__TASK DESCRIPTION__: Where a line below includes the word "firefighter", copy that line.

__RECORDS PROVIDED__:
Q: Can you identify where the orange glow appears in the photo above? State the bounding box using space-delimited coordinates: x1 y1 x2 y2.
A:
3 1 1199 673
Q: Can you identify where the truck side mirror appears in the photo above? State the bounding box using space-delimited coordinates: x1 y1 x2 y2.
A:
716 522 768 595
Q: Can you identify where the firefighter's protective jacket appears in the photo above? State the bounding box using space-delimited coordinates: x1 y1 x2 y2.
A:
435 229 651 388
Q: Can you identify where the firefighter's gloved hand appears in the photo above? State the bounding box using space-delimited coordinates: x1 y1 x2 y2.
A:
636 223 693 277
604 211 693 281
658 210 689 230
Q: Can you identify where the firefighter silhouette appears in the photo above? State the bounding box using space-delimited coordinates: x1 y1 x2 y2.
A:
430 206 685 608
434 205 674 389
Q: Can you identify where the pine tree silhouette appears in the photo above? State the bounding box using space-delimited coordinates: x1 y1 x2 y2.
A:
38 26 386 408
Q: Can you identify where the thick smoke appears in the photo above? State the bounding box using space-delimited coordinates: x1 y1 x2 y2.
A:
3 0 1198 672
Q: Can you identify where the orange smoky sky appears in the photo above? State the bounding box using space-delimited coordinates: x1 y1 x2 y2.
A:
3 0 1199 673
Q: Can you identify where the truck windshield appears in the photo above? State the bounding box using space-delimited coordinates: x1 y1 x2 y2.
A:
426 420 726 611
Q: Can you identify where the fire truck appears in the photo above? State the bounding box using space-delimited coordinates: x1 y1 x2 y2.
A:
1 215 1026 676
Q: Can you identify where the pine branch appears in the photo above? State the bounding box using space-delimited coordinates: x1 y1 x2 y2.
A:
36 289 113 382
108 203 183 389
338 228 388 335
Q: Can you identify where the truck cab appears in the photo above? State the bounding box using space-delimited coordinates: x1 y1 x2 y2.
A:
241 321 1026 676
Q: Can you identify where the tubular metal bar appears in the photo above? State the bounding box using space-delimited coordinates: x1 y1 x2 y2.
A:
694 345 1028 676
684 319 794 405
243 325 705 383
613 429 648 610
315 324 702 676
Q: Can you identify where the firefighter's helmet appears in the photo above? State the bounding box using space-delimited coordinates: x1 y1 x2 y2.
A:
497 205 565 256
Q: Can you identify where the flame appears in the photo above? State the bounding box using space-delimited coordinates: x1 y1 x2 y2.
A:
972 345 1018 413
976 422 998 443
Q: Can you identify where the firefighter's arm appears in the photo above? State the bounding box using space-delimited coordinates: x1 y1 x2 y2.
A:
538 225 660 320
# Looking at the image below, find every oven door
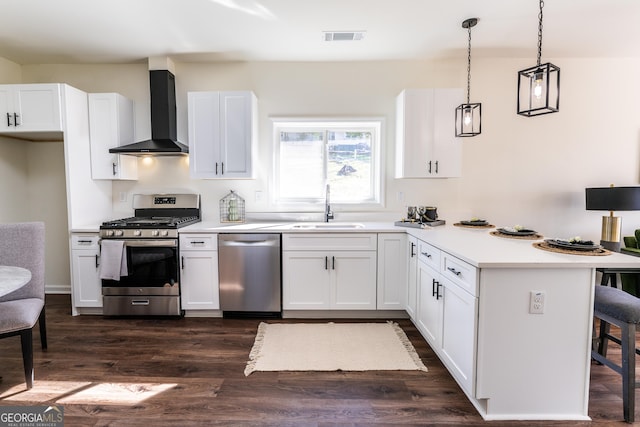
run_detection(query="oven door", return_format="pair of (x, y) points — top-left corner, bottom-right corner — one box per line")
(101, 239), (179, 296)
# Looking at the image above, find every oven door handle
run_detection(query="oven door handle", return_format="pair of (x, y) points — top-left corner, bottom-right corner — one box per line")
(115, 239), (178, 248)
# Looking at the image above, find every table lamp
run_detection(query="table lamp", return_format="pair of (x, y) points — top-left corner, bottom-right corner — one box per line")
(585, 186), (640, 251)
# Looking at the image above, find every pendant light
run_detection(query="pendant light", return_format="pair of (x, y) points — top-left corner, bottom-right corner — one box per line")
(455, 18), (481, 137)
(517, 0), (560, 116)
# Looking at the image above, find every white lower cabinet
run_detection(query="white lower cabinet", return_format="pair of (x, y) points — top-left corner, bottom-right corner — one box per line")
(283, 233), (377, 310)
(376, 233), (407, 310)
(414, 237), (478, 396)
(179, 234), (219, 310)
(70, 233), (102, 313)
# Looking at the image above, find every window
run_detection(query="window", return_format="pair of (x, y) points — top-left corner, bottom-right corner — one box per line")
(273, 119), (383, 206)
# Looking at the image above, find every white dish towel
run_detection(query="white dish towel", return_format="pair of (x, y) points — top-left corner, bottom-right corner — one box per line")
(99, 240), (128, 280)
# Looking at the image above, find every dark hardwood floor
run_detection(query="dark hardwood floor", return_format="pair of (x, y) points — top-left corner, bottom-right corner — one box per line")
(0, 295), (636, 426)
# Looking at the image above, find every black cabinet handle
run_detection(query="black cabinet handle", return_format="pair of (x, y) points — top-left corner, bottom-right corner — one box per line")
(181, 256), (185, 269)
(410, 242), (416, 257)
(221, 162), (224, 175)
(447, 266), (461, 276)
(435, 160), (439, 174)
(14, 113), (19, 126)
(95, 254), (100, 268)
(428, 161), (432, 174)
(432, 279), (437, 297)
(6, 113), (11, 126)
(112, 163), (117, 176)
(332, 256), (335, 270)
(421, 251), (431, 259)
(325, 256), (328, 270)
(436, 282), (442, 299)
(215, 162), (219, 175)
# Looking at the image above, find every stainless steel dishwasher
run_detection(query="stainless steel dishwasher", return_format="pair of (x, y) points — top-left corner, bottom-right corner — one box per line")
(218, 233), (281, 318)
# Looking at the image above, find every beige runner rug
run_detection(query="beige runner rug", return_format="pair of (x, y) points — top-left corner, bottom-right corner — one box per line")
(245, 321), (427, 376)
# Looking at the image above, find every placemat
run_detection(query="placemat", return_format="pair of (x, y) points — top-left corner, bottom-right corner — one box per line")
(532, 241), (612, 256)
(490, 230), (544, 240)
(454, 223), (495, 229)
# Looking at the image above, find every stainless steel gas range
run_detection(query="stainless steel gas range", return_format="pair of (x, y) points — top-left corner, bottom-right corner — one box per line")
(99, 193), (200, 316)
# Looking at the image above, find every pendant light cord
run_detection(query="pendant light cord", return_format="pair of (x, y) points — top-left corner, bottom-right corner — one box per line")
(537, 0), (544, 67)
(466, 23), (472, 104)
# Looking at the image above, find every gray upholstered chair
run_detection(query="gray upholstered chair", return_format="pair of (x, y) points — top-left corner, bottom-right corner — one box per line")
(0, 222), (47, 389)
(592, 285), (640, 423)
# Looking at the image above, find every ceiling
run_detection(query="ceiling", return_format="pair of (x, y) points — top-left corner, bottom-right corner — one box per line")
(1, 0), (638, 65)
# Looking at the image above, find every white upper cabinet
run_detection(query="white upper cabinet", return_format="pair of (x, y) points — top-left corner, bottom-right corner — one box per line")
(0, 84), (63, 136)
(395, 88), (463, 178)
(88, 93), (138, 180)
(188, 91), (257, 179)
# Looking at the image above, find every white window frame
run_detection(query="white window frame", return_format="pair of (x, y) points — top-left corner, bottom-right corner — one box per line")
(271, 117), (384, 210)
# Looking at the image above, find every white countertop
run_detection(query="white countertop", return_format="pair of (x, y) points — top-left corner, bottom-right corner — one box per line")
(73, 220), (640, 270)
(406, 224), (640, 269)
(180, 221), (402, 233)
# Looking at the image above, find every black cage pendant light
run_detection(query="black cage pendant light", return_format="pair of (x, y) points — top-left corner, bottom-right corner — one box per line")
(455, 18), (481, 137)
(517, 0), (560, 116)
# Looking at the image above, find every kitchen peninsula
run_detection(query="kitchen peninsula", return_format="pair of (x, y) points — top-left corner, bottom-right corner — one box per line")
(180, 221), (640, 421)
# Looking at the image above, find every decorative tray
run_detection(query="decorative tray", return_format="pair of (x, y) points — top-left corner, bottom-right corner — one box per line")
(545, 239), (602, 251)
(395, 220), (445, 229)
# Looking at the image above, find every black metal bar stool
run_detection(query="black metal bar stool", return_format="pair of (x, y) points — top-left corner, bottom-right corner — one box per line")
(592, 285), (640, 423)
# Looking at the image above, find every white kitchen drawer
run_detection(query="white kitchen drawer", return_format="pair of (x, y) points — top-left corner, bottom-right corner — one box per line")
(417, 240), (440, 271)
(71, 234), (100, 249)
(441, 252), (478, 296)
(283, 233), (377, 251)
(179, 234), (217, 250)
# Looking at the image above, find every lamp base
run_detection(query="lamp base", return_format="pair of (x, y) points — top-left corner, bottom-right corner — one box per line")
(600, 240), (620, 252)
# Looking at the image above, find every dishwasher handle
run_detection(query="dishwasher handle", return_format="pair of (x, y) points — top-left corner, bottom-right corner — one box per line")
(218, 239), (279, 248)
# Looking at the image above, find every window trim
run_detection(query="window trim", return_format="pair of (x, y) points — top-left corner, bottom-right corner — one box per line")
(271, 117), (385, 211)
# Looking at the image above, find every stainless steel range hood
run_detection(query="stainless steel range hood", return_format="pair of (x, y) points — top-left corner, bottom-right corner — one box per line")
(109, 70), (188, 156)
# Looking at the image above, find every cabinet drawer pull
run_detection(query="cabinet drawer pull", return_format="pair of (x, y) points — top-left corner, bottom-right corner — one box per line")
(435, 160), (439, 174)
(190, 241), (205, 245)
(325, 256), (328, 270)
(215, 162), (219, 175)
(428, 160), (432, 174)
(181, 256), (184, 269)
(332, 256), (335, 270)
(6, 112), (11, 126)
(95, 254), (100, 268)
(421, 251), (431, 258)
(410, 242), (416, 257)
(13, 113), (19, 126)
(77, 239), (93, 244)
(131, 299), (150, 306)
(112, 162), (117, 176)
(447, 266), (462, 276)
(432, 278), (437, 297)
(221, 162), (224, 175)
(436, 282), (442, 299)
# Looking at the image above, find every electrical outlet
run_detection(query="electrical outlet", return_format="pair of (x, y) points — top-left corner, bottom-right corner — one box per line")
(529, 291), (545, 314)
(119, 192), (127, 202)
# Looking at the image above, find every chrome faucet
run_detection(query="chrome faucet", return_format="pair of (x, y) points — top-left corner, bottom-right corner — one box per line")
(325, 184), (334, 222)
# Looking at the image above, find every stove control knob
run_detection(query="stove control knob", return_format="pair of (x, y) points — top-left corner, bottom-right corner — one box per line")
(133, 230), (141, 237)
(151, 230), (160, 237)
(114, 230), (124, 237)
(160, 230), (169, 237)
(105, 230), (114, 237)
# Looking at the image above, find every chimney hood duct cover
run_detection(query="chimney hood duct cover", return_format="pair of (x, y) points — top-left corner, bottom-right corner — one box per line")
(109, 70), (188, 156)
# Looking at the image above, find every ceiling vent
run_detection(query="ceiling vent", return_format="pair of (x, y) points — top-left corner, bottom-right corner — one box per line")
(323, 31), (365, 42)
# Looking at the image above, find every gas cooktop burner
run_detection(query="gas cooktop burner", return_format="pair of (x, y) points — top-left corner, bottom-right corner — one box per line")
(101, 216), (199, 228)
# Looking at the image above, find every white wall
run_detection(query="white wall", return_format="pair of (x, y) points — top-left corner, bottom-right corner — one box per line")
(5, 56), (640, 293)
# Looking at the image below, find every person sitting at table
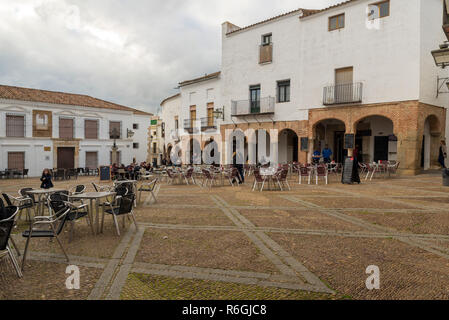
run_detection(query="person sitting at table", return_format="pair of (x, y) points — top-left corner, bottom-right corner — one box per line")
(322, 145), (333, 164)
(312, 150), (321, 165)
(40, 168), (54, 189)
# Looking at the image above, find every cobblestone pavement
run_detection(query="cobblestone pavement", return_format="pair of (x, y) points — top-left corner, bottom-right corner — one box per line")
(1, 173), (449, 300)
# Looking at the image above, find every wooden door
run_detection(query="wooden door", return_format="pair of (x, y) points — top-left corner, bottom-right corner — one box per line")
(190, 109), (196, 128)
(57, 147), (75, 169)
(207, 105), (214, 126)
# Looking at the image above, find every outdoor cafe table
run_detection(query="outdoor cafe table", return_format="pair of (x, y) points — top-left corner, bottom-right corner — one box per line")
(259, 168), (277, 191)
(25, 188), (67, 215)
(69, 191), (116, 235)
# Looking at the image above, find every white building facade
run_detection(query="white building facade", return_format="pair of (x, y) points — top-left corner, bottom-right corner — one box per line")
(0, 85), (152, 177)
(217, 0), (448, 174)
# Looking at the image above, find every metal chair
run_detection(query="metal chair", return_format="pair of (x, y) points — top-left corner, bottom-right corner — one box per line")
(0, 205), (22, 278)
(2, 193), (33, 222)
(298, 166), (312, 185)
(315, 165), (328, 185)
(49, 193), (93, 242)
(138, 179), (158, 204)
(201, 169), (217, 188)
(252, 169), (267, 192)
(273, 169), (291, 191)
(101, 194), (138, 236)
(21, 204), (71, 271)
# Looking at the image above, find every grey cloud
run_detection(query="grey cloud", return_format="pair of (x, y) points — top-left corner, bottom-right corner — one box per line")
(0, 0), (340, 114)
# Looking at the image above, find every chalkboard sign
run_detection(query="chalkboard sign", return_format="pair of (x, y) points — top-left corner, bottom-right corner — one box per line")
(99, 166), (111, 181)
(300, 137), (309, 152)
(342, 157), (361, 185)
(344, 134), (355, 149)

__ANSWER SPACE__:
Q: Can you identify where the firefighter's protective jacket appears in the photo above? State the bounding box using space-delimited coordinates: x1 y1 x2 y2.
Q: Can you identify where the firefighter's gloved hand appears in the photo above? State the bounding box using space-delimited coordinates: x1 y1 x2 y2.
Q: Can you identify where the firefighter silhouette appears in the photo above? State the bounding box using space-delimited coordinates: x1 y1 x2 y2.
Q: Can you identify where the firefighter's helmet appears in the photo above? State the bounding box using space-delimited coordinates: x1 y1 x2 y2.
Q: Can you identify where the firefighter's arm appears in the photo above? State the bounding box using space-delimited coordinates: x1 y1 x2 y2.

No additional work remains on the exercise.